[DATA EXCERPTS — start]

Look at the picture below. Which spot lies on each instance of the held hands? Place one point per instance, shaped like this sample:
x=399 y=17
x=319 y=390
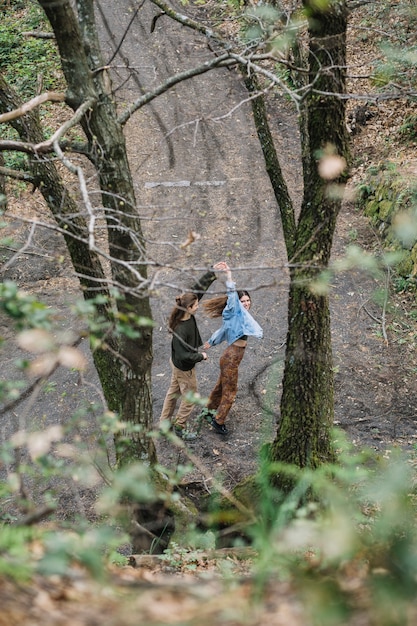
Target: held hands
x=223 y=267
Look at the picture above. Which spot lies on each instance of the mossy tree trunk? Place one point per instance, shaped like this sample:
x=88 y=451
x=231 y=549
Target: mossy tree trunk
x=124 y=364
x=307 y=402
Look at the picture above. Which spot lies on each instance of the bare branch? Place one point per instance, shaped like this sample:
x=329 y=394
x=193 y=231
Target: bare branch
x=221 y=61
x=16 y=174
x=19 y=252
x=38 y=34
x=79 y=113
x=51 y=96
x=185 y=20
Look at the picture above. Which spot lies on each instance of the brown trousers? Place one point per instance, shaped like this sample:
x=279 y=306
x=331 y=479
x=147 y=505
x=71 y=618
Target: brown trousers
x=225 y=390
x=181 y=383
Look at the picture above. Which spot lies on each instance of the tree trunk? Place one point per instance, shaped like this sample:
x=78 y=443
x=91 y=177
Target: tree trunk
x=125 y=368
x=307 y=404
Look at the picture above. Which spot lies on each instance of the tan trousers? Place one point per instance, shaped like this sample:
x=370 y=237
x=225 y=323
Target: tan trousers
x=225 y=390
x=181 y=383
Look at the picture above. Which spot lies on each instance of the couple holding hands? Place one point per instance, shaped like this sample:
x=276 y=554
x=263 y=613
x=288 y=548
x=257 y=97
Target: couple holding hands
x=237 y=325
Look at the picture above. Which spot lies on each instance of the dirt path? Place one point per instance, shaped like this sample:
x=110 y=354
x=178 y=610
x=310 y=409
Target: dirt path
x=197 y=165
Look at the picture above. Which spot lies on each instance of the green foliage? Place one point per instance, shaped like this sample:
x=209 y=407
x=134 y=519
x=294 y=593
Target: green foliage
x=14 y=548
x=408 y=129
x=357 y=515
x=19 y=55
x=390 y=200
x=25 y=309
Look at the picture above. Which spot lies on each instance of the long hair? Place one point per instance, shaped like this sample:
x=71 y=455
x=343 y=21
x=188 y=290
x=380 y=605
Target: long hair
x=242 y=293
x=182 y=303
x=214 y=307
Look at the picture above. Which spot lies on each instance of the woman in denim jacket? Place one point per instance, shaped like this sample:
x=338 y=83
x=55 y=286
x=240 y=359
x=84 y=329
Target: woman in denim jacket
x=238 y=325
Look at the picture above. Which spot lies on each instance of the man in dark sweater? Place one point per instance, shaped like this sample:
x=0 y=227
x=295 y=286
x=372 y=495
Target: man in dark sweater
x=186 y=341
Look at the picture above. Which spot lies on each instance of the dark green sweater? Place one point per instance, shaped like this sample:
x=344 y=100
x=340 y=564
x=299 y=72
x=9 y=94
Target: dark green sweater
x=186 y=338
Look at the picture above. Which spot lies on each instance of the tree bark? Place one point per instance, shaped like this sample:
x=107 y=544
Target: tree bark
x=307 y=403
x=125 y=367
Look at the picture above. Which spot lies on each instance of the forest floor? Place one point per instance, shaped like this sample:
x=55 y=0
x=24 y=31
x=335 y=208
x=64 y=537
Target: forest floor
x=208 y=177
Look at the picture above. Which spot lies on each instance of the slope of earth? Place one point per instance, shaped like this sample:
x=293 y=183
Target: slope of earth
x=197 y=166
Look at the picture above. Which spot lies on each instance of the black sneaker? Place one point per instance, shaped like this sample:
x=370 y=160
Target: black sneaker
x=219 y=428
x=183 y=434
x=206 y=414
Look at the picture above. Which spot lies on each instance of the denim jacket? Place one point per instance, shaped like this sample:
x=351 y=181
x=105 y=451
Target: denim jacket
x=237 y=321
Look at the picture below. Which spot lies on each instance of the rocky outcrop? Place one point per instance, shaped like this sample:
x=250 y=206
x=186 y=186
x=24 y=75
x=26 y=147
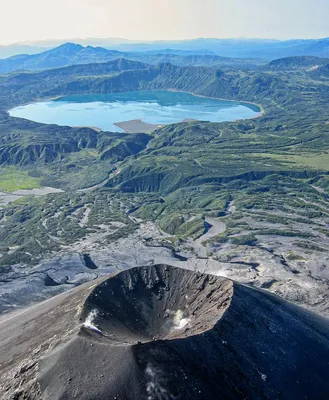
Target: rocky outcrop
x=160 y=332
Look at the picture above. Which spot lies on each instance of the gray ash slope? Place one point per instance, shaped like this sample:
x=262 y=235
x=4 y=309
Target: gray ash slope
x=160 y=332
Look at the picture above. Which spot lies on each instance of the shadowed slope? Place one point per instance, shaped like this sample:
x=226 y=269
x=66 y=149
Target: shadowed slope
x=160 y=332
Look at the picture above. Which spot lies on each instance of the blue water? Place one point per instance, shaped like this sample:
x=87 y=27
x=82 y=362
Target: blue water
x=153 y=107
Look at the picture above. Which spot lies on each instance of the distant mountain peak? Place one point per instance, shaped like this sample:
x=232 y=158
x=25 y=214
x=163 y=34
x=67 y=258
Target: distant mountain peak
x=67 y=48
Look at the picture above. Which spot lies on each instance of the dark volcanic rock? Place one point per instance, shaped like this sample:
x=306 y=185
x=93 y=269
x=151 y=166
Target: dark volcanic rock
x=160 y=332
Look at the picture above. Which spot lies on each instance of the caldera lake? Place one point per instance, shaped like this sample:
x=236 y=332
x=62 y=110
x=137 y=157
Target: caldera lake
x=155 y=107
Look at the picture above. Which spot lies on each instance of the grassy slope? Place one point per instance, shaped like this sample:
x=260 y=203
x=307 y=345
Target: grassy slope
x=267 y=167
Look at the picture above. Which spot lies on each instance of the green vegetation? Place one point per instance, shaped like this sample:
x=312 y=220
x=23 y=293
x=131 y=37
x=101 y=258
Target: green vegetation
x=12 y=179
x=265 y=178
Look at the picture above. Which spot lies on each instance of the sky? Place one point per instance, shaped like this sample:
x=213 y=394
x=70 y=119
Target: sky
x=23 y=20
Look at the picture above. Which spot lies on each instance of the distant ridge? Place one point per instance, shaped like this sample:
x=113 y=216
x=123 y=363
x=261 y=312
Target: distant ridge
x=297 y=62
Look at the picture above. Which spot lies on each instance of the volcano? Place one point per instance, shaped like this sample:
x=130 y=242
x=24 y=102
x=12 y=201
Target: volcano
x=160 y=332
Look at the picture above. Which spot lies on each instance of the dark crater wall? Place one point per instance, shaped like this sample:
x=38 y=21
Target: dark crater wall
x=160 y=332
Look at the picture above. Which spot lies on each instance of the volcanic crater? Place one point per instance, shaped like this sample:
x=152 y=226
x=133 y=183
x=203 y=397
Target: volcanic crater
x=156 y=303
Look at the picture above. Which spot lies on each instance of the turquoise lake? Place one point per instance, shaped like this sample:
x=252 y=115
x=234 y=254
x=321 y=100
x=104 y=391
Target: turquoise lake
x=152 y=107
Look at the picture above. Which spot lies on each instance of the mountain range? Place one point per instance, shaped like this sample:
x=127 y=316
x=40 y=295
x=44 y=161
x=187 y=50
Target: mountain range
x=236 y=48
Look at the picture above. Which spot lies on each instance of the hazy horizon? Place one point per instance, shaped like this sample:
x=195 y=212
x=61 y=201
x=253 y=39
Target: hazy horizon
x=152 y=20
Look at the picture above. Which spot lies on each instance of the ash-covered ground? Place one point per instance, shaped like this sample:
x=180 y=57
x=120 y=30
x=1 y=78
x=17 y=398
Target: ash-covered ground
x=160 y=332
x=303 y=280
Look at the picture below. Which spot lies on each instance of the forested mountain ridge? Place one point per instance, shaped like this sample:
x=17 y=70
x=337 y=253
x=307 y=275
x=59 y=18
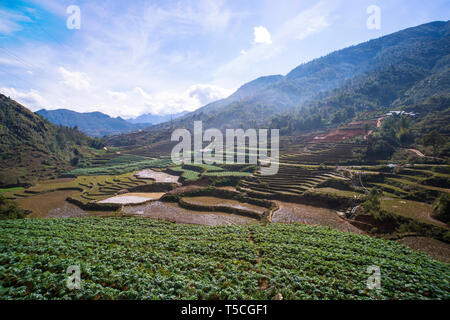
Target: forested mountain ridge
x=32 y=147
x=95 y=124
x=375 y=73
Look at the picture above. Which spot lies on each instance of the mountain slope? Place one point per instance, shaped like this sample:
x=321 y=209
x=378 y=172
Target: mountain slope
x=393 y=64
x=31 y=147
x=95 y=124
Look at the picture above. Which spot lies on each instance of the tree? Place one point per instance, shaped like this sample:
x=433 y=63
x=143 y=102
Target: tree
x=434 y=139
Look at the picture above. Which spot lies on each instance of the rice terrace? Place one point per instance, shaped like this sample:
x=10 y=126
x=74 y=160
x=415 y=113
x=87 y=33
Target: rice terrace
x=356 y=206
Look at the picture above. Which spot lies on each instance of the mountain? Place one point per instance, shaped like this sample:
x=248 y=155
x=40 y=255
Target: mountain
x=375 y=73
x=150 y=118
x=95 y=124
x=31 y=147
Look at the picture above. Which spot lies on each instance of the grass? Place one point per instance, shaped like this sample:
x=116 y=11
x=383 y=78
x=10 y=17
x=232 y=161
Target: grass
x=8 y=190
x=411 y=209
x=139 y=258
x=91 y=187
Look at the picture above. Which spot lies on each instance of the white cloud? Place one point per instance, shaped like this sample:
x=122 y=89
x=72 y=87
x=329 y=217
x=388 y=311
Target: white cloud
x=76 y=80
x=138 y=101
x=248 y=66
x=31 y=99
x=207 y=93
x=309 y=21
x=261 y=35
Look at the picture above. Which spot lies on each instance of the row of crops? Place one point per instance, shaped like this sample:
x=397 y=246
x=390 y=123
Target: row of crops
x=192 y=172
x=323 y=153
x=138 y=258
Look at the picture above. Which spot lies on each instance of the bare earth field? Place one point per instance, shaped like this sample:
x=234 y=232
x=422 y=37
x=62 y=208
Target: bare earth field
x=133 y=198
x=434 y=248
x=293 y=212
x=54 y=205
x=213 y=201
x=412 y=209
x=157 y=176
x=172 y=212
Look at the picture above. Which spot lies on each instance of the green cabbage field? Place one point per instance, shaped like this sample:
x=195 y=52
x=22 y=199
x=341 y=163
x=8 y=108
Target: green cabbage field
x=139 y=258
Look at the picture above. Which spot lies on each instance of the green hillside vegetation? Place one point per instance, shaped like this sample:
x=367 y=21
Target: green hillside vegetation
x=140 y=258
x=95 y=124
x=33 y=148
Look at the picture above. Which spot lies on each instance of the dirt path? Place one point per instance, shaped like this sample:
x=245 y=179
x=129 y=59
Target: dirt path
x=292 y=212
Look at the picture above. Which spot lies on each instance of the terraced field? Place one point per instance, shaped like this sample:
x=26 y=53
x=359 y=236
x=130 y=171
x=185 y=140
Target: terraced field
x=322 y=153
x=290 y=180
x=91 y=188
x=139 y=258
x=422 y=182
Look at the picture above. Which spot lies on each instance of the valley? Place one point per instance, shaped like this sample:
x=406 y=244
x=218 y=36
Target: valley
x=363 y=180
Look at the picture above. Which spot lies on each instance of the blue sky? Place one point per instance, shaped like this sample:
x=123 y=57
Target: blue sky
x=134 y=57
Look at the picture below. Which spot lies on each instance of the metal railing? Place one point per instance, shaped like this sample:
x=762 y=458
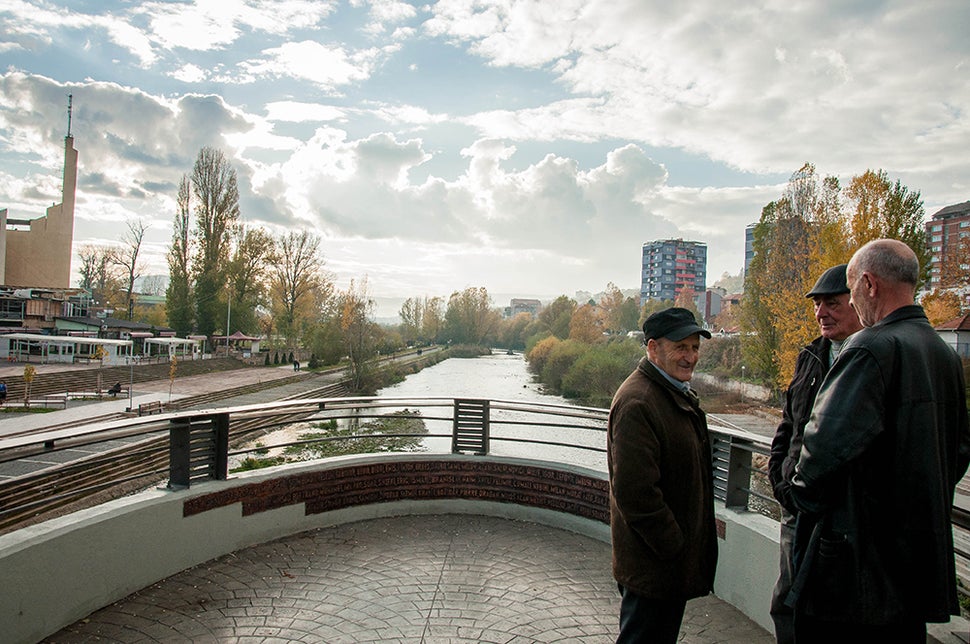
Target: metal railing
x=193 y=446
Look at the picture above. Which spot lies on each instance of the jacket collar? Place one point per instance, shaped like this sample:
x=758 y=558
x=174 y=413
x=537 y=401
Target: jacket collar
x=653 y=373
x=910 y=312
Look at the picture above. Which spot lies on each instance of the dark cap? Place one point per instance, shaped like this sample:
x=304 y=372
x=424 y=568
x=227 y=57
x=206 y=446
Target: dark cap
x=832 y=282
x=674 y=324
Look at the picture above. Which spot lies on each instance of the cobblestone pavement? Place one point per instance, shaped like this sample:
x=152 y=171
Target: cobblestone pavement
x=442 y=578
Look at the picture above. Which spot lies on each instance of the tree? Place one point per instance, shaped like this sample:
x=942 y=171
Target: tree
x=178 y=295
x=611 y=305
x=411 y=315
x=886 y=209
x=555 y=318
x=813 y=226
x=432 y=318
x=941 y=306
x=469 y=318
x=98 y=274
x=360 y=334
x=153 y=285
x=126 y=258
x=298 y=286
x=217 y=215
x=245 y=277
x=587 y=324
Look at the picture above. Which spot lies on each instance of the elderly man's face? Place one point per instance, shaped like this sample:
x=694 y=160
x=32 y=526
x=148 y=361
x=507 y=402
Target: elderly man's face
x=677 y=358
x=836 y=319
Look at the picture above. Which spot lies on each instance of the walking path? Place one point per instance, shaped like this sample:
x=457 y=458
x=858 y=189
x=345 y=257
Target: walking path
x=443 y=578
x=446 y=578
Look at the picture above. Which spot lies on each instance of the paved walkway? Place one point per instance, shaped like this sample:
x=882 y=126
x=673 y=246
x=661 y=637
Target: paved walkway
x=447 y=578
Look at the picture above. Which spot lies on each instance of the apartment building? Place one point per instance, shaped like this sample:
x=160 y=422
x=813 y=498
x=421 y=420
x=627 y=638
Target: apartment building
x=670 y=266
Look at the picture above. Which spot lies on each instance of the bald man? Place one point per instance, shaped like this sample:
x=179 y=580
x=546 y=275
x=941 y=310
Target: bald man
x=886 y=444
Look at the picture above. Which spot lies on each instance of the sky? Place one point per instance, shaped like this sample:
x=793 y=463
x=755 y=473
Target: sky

[DATA EXCERPTS — finish]

Throughout the records above, find the lines in which the word "below" appears and return them.

Look at the picture below. Which spot lies on each instance of the held hands? Place one point per instance, shaped like this sample:
Look at the picture below. Which spot lies on each instance of the rocky outcrop? Place one point per instance, shaped like this sample:
Look at the picture below. Which spot lies on each instance of the forested mountain ridge? Place one point per instance, shaped like this sample:
Look at the picture below. Which spot lies on each instance of the metal railing? Place one point per instance, shaped like this sample:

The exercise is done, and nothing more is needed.